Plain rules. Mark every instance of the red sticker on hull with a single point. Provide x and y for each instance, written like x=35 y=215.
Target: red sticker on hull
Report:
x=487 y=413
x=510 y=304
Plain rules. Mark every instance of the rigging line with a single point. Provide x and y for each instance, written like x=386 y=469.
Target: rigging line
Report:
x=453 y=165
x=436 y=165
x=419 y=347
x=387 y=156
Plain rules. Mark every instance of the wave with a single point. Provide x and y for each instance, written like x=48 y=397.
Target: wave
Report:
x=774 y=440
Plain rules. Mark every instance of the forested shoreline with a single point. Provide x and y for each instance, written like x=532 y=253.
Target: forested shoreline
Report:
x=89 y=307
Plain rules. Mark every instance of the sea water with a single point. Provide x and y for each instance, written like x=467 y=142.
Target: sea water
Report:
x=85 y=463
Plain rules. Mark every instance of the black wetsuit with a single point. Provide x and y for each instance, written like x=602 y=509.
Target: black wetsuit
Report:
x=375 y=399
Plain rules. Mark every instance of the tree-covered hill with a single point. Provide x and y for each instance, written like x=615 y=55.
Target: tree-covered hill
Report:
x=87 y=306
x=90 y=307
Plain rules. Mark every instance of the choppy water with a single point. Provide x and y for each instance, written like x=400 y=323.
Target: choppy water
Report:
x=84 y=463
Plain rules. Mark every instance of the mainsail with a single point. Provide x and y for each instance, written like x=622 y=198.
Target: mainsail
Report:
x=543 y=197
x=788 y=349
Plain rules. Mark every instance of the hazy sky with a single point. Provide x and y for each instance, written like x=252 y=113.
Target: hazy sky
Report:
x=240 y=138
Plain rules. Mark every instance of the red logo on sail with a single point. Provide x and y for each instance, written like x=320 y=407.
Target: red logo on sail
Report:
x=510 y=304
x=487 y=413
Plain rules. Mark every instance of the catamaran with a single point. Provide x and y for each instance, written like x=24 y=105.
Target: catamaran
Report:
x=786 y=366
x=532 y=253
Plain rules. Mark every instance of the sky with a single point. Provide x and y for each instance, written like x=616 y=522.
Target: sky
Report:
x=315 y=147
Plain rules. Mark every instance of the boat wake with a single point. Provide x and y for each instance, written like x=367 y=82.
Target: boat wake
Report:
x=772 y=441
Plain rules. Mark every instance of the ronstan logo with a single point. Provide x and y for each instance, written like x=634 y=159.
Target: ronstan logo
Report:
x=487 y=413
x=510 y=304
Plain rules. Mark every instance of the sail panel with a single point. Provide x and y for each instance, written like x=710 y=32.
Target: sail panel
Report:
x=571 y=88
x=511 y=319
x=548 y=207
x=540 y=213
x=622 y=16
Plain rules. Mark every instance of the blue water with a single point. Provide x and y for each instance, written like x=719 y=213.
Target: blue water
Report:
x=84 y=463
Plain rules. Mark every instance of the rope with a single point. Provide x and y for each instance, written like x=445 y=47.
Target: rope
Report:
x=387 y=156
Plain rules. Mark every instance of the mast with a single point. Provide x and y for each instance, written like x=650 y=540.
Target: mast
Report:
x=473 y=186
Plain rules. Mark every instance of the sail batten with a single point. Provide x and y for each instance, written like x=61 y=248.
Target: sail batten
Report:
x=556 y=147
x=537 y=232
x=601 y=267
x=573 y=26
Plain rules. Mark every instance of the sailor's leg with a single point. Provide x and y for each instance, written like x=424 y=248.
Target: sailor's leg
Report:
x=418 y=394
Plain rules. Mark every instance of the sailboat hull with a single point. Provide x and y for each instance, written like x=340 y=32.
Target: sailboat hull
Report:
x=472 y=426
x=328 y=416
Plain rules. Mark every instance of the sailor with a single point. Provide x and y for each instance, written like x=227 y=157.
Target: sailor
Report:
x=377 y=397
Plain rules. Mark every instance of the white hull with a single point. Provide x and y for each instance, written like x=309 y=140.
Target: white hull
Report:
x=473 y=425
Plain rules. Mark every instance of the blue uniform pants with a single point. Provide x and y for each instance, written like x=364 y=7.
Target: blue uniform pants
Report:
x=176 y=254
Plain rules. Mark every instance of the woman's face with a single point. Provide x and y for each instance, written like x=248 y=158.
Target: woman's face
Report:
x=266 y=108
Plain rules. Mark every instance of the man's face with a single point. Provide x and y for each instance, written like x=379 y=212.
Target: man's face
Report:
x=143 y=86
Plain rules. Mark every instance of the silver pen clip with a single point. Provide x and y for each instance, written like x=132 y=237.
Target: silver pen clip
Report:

## Short problem
Reproduce every one of the entries above verbatim, omitting nothing and changing no character.

## Expected output
Plain rules. Mark every instance of the red sticker on hull with a single point. Provide x and y for each instance, written like x=35 y=215.
Target: red sticker on hull
Report:
x=487 y=413
x=510 y=304
Plain rules. Mark every instance of the rigging line with a single point. Provide x and y for each instance, written like x=386 y=469.
Target: rigging line
Report:
x=453 y=165
x=436 y=165
x=419 y=347
x=387 y=156
Plain rules. Mark every instance of the wave with a single point. Provide x and y for each instance, written like x=48 y=397.
Target: wave
Report:
x=774 y=440
Plain rules. Mark every instance of the forested shoreline with a single point. Provide x and y for each instance, written like x=532 y=253.
Target: forested shoreline
Report:
x=89 y=307
Plain rules. Mark every instance of the sea water with a single point. Provide x and y for each instance, written like x=467 y=142.
Target: sea water
Report:
x=85 y=463
Plain rules. Mark every instance of the black wetsuit with a single point. Provide x and y for each instance, written like x=602 y=509.
Target: black wetsuit
Report:
x=375 y=399
Plain rules. Mark every instance of the tree-covered hill with a single point. Provide x and y for each instance, written like x=615 y=55.
Target: tree-covered hill
Report:
x=87 y=306
x=90 y=307
Plain rules. Mark every instance of the choppy water with a single point. Provide x and y for each instance, written like x=400 y=323.
Target: choppy water
Report:
x=84 y=463
Plain rules. Mark every instance of the mainsail with a single point. Provide x and y for each instance, written like x=622 y=198.
Target: mainsail
Report:
x=543 y=197
x=788 y=349
Plain rules. Mark every instance of the hazy sky with a single point. Provide x and y for each instance, written like x=252 y=113.
Target: hazy sky
Report:
x=240 y=138
Plain rules. Mark every instance of the red logo on sail with a single point. Provide x and y for each instance, written like x=320 y=407.
Target: red logo on sail
Report:
x=510 y=304
x=487 y=413
Plain rules. Mark every instance of the catamaran with a single point. Provide x and y for each instance, written like x=24 y=105.
Target: catamaran
Report:
x=786 y=366
x=532 y=253
Plain rules. Mark every instance of the sky with a single point. Provide x and y for each instance, written like x=616 y=522.
Target: sky
Report:
x=315 y=147
Plain rules. Mark every instance of the boat wake with a single point. Provide x and y for each instance, written like x=367 y=82.
Target: boat wake
Report:
x=772 y=441
Plain rules. Mark every instance of the ronstan logo with a single point. Provide x and y for each instance, written like x=634 y=159.
Target: ronstan logo
Report:
x=487 y=413
x=510 y=304
Plain rules. Mark every instance of the sail panel with a single point. Provide x and y for each instance, written like x=710 y=32.
Target: sail panel
Report:
x=571 y=88
x=511 y=319
x=548 y=207
x=540 y=213
x=622 y=16
Plain rules. Mark every instance of the blue water with a single point. Provide x and y for each instance, written like x=719 y=213.
Target: blue water
Report:
x=84 y=463
Plain rules. Mark every instance of the rope with a single point. Provide x and y for each instance, written like x=445 y=47.
Target: rope
Report:
x=387 y=156
Plain rules. Mark every instance of the mast with a single point. Provide x and y for each instance, written like x=650 y=540.
Target: mast
Report:
x=473 y=186
Plain rules. Mark every instance of the sail batten with a single point. Provide x and y for each instance, written like x=61 y=248.
Target: sail batten
Report:
x=556 y=147
x=537 y=232
x=601 y=267
x=573 y=26
Plain rules. Mark every instance of the sailor's leg with a single point. Provide x and y for each instance, written like x=424 y=248.
Target: sailor's leg
Report:
x=418 y=394
Plain rules. Mark every instance of the sailboat hull with a single point. Provide x and y for each instance, written like x=340 y=32.
Target: sailboat hull
Report:
x=472 y=426
x=328 y=416
Plain rules. Mark every instance of the sailor with a single point. Provide x and y for each instance, written like x=227 y=157.
Target: sailor
Report:
x=377 y=397
Plain rules. Mark every instance of the white hull with a single point. Provide x and y for each instance, written like x=309 y=140.
Target: white hull
Report:
x=473 y=425
Plain rules. Mark every instance of the blue uniform pants with a single point. Provide x and y for each instance, written like x=364 y=7.
Target: blue uniform pants
Report:
x=176 y=254
Plain rules. Mark every instance of the woman's face with a single point. Provide x and y for each instance, written like x=248 y=158.
Target: woman's face
Report:
x=266 y=108
Plain rules. Mark every instance of the man's face with a single point. Provide x and y for each instance, written like x=379 y=212.
Target: man's face
Report:
x=143 y=86
Plain rules. Mark every instance of the silver pen clip with a single point. Provide x and y for each instance, written like x=132 y=237.
Target: silver pen clip
Report:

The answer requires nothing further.